----- RECORDS SHOWN

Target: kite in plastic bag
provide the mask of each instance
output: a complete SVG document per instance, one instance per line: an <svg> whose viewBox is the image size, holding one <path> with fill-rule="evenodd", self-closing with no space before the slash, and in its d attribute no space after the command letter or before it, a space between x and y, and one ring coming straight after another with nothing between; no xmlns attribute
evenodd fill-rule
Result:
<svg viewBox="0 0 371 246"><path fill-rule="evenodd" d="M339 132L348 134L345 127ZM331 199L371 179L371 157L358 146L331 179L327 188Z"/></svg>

----------

Repeat these lines word for word.

Target: kite in plastic bag
provide the mask of each instance
output: a complete SVG document per instance, one instance per line: an <svg> whose viewBox is the image size, holding one <path> with fill-rule="evenodd", self-closing with no space before the slash, and in its d attribute no space after the command letter or before it, a space between x and y, and one ring coming straight after another with nothing between; no xmlns attribute
evenodd fill-rule
Result:
<svg viewBox="0 0 371 246"><path fill-rule="evenodd" d="M339 132L348 134L345 127ZM331 199L371 179L371 157L358 146L331 179L327 188Z"/></svg>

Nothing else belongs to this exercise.